Page extract –
----------------------------------------
In Sarrasine, Realism is reflected in the ways that every situation is described in its positive and negative aspects. For example, as a member of the castrati Zambinella can be praised, adored, or treated as if he doesn't belong. The novella doesn't romanticize the relationship between Zambinella and Sarrasine, either. The author depicts real and imperfect emotions between the two characters, from love to vengeance. Though Realism in literature was usually used for portraying the activities of middle and lower-class people, it was sometimes used in situations like this, and indeed often focused on characters and situations that might otherwise be socially marginalized.
----------------------------------------
Tasks –
1. Answer these questions about the passage on Realism in Sarrasine.
(a) As a member of the castrati, what three ways can Zambinella be treated?
(b) What range of emotions does the author depict between Zambinella and Sarrasine?
(c) What did Realism in literature usually portray?
2. Continue the passage on Realism in Sarrasine from its final sentence.
The data is separate from the passage on Realism in Sarrasine.

Dataset entries:
----------------------------------------
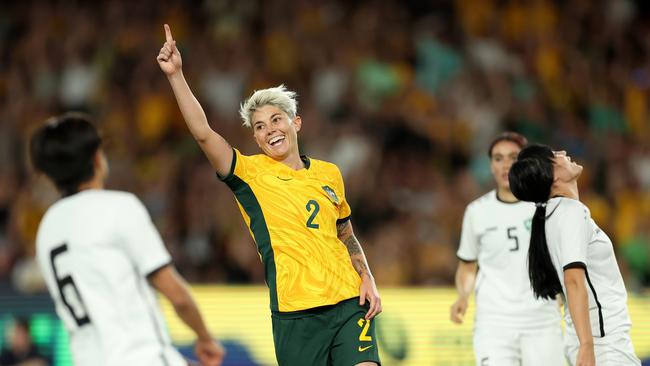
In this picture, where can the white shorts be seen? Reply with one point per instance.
(505, 347)
(612, 350)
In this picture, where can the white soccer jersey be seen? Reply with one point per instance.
(497, 235)
(95, 249)
(574, 240)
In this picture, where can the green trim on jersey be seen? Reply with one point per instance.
(249, 203)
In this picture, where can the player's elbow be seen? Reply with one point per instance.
(182, 302)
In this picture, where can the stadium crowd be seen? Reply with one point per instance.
(403, 95)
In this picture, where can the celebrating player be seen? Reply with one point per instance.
(511, 326)
(570, 255)
(296, 211)
(99, 251)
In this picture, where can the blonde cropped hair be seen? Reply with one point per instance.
(278, 97)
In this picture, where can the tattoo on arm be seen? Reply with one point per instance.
(346, 235)
(360, 266)
(353, 245)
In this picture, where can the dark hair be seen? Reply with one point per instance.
(64, 149)
(531, 179)
(514, 137)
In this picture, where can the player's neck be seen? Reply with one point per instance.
(566, 190)
(294, 162)
(96, 182)
(505, 195)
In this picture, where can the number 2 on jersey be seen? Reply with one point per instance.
(79, 312)
(312, 205)
(513, 237)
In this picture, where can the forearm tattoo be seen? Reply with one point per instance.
(354, 248)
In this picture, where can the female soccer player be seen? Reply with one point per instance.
(99, 254)
(295, 208)
(511, 326)
(570, 255)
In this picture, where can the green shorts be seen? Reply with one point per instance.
(335, 335)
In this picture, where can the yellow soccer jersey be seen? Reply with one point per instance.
(292, 216)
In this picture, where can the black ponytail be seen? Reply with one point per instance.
(541, 272)
(531, 178)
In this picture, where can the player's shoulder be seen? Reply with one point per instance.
(322, 166)
(563, 206)
(116, 198)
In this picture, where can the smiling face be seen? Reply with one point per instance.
(275, 133)
(565, 170)
(503, 155)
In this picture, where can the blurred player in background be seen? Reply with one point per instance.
(19, 349)
(570, 255)
(511, 327)
(99, 252)
(297, 213)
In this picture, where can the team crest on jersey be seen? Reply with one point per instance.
(528, 224)
(332, 195)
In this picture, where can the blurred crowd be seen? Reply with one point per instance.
(404, 96)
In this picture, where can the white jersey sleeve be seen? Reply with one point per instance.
(468, 248)
(141, 240)
(574, 233)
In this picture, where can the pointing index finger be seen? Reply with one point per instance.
(168, 34)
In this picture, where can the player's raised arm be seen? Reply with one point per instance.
(215, 147)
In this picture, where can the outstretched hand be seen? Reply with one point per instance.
(209, 352)
(169, 58)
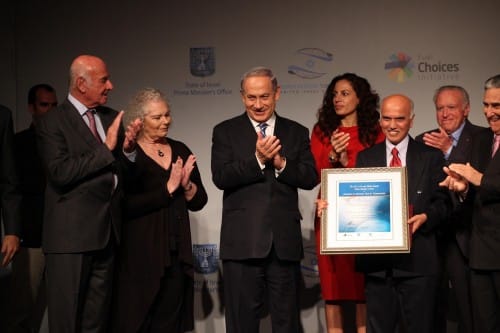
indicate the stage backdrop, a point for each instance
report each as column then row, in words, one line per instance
column 195, row 51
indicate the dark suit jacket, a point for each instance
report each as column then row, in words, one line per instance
column 259, row 209
column 10, row 198
column 459, row 223
column 82, row 205
column 485, row 237
column 424, row 169
column 32, row 187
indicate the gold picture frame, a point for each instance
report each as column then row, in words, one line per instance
column 367, row 211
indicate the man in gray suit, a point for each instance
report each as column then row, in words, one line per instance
column 479, row 182
column 80, row 146
column 260, row 159
column 454, row 138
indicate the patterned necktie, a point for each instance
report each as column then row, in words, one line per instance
column 395, row 161
column 263, row 127
column 496, row 143
column 92, row 126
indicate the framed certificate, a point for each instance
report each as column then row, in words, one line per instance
column 367, row 211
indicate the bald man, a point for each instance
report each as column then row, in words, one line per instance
column 80, row 146
column 406, row 283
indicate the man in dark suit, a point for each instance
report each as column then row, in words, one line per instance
column 454, row 138
column 80, row 145
column 480, row 181
column 406, row 283
column 27, row 288
column 10, row 198
column 260, row 160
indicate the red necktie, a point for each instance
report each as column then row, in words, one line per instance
column 92, row 126
column 395, row 162
column 496, row 143
column 263, row 127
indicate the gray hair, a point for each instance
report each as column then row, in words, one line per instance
column 492, row 82
column 259, row 71
column 465, row 94
column 137, row 105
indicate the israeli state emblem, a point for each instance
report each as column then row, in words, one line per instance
column 202, row 61
column 206, row 258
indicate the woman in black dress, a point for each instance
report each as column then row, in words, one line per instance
column 154, row 286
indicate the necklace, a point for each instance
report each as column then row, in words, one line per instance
column 155, row 144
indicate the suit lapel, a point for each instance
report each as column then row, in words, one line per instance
column 76, row 122
column 414, row 166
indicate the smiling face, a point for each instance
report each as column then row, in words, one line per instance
column 345, row 99
column 90, row 81
column 396, row 118
column 451, row 110
column 259, row 97
column 98, row 85
column 491, row 108
column 44, row 101
column 156, row 121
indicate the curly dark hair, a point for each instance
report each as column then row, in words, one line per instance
column 367, row 110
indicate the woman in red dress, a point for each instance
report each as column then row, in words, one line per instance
column 347, row 123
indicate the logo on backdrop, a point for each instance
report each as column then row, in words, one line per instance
column 424, row 67
column 312, row 61
column 202, row 61
column 206, row 258
column 400, row 67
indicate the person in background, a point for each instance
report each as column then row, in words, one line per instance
column 27, row 287
column 478, row 184
column 10, row 198
column 347, row 123
column 155, row 282
column 454, row 138
column 260, row 160
column 82, row 144
column 401, row 288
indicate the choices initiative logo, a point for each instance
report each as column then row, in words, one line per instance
column 311, row 60
column 400, row 67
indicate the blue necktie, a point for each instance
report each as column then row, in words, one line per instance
column 263, row 127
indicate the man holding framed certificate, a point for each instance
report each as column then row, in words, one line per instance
column 406, row 283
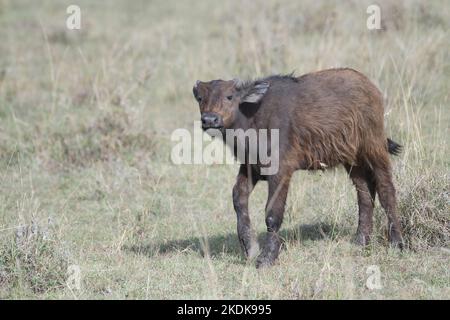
----------------------------------------
Responses to the exercise –
1.
(a) Zambinella can be praised, adored, or treated as if he doesn't belong.
(b) The emotions range from love to vengeance.
(c) It usually portrayed the activities of middle and lower-class people.

2.
===Allusions and intertexts===
Sarrasine makes many references and allusions to other sources, often to literature (Lord Byron, Ann Radcliffe, Jean-Jacques Rousseau), music (Gioachino Rossini), religion, and the arts (Girodet's Endymion, Michelangelo). The most important allusions are to the figures of beauty in Greek culture: Adonis, Endymion and Pygmalion. The intertextuality between Sarrasine and the myth of Pygmalion is a vital one, as it establishes the tragedy of misconception: Sarrasine creates a statue of the "female" La Zambinella, only to discover later that his subject wasn't a real "woman" as Sarrasine—that "a real woman is born from the statue". Furthermore, the replication of the statue into marble, and into two separate portraits (Adonis, and Girodet's Endymion) only perpetuates the symbolic notion that Sarrasine is always influenced by an intrinsic gender ambiguity.

==Renditions in other media==
Sarrasine is an opera pastiche conceived and created by George Petrou and Laurence Dale. It was premiered on 10 May 2024 at the Göttingen International Handel Festival. The role of Zambinella was created by male soprano Samuel Mariño.